**PROBLEM TO SOLVE:** Each line from the start of the entries through the line that contains "query | black cow" should be output exactly, please.

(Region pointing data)

——

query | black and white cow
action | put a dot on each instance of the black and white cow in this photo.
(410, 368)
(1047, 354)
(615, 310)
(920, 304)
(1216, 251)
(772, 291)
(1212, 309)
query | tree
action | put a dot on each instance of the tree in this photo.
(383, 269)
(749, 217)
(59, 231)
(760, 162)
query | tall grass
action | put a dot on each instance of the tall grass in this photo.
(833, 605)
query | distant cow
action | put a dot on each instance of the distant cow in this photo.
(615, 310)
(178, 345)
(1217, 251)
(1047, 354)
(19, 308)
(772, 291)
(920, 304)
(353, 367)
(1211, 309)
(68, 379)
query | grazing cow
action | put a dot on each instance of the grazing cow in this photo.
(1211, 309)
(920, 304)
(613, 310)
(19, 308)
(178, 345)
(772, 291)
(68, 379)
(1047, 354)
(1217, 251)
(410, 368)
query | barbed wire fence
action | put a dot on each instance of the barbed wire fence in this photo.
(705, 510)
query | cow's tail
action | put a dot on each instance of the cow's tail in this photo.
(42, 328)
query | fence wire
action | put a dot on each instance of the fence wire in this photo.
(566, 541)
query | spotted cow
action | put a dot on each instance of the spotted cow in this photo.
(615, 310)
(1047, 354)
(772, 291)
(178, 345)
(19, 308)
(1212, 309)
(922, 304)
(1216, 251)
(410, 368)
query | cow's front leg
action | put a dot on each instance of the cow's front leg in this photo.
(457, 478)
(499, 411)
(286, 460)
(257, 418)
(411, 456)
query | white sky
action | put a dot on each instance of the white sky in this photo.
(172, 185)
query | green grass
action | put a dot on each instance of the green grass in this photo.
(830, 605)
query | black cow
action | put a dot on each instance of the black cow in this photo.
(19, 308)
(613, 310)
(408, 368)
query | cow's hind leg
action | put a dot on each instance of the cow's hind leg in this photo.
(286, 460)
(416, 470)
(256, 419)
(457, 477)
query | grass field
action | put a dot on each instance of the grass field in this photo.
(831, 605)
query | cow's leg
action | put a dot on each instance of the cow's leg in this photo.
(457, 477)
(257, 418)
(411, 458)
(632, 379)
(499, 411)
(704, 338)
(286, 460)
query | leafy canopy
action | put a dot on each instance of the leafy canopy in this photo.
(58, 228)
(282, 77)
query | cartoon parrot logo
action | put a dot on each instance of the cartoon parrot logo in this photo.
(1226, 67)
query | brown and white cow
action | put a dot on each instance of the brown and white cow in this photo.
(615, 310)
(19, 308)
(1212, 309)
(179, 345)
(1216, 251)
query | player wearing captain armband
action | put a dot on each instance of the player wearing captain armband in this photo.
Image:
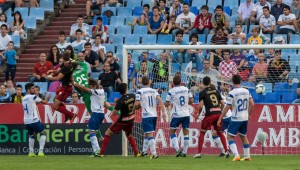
(146, 98)
(180, 97)
(32, 120)
(98, 103)
(240, 102)
(213, 102)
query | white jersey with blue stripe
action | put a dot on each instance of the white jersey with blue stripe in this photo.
(179, 96)
(31, 113)
(147, 97)
(97, 100)
(238, 98)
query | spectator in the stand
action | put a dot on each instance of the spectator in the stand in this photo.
(92, 57)
(108, 79)
(238, 36)
(4, 38)
(185, 21)
(253, 58)
(54, 55)
(99, 48)
(4, 95)
(260, 70)
(220, 37)
(220, 19)
(278, 69)
(75, 98)
(18, 24)
(143, 20)
(137, 79)
(10, 87)
(100, 29)
(267, 21)
(277, 9)
(215, 58)
(245, 10)
(70, 50)
(18, 96)
(78, 45)
(203, 23)
(11, 57)
(179, 55)
(155, 22)
(79, 26)
(257, 11)
(62, 43)
(227, 68)
(40, 68)
(238, 58)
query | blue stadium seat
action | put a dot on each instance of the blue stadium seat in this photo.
(38, 13)
(164, 39)
(140, 30)
(104, 20)
(124, 11)
(113, 95)
(124, 29)
(43, 86)
(117, 21)
(48, 5)
(148, 39)
(132, 39)
(16, 40)
(24, 11)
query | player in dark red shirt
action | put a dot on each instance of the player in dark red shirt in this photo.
(64, 74)
(214, 104)
(126, 120)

——

**RESULT:**
query | black and white cow
action | put a dot on each instance of the black and white cow in this photo.
(410, 368)
(1047, 354)
(615, 310)
(920, 304)
(1216, 251)
(772, 291)
(1212, 309)
query | tree
action | put a dot on each instance of the tree in this photo.
(383, 269)
(749, 217)
(59, 231)
(760, 162)
query | tall grass
action | put a dot on each instance of the tall grass in this photo.
(833, 605)
query | distant cow
action | put a dot on each instance of the distant cow in this photo.
(615, 310)
(178, 345)
(1217, 251)
(1047, 354)
(19, 308)
(772, 291)
(920, 304)
(353, 367)
(1211, 309)
(68, 379)
query | grazing cow
action | put a dot on each instance of the grazing cow in this photo.
(1211, 309)
(920, 304)
(613, 310)
(19, 308)
(178, 345)
(772, 291)
(68, 379)
(1047, 354)
(1217, 251)
(410, 368)
query | barbed wire fence
action | put a dot on each instance of the barbed wire fence in this photo.
(705, 510)
query | cow's tail
action | put a dot on each instance of the cow's tail in this photo.
(42, 328)
query | fence wire
action | put a dot on each instance of the fence wire in this photo.
(566, 541)
query | spotted cow
action | put a dot on each instance of the spotted cow in this photo.
(615, 310)
(1047, 354)
(772, 291)
(178, 345)
(19, 308)
(1212, 309)
(922, 304)
(1216, 251)
(410, 368)
query | cow's front leg
action | put a dot on each instance of the cow's front leg in this photo.
(457, 478)
(499, 411)
(286, 460)
(257, 418)
(411, 456)
query | white sky
action | put a dot on each instance of the white sky in this photo.
(172, 185)
query | green grass
action | put a dot on each instance of the green grass in this photo.
(830, 605)
query | black cow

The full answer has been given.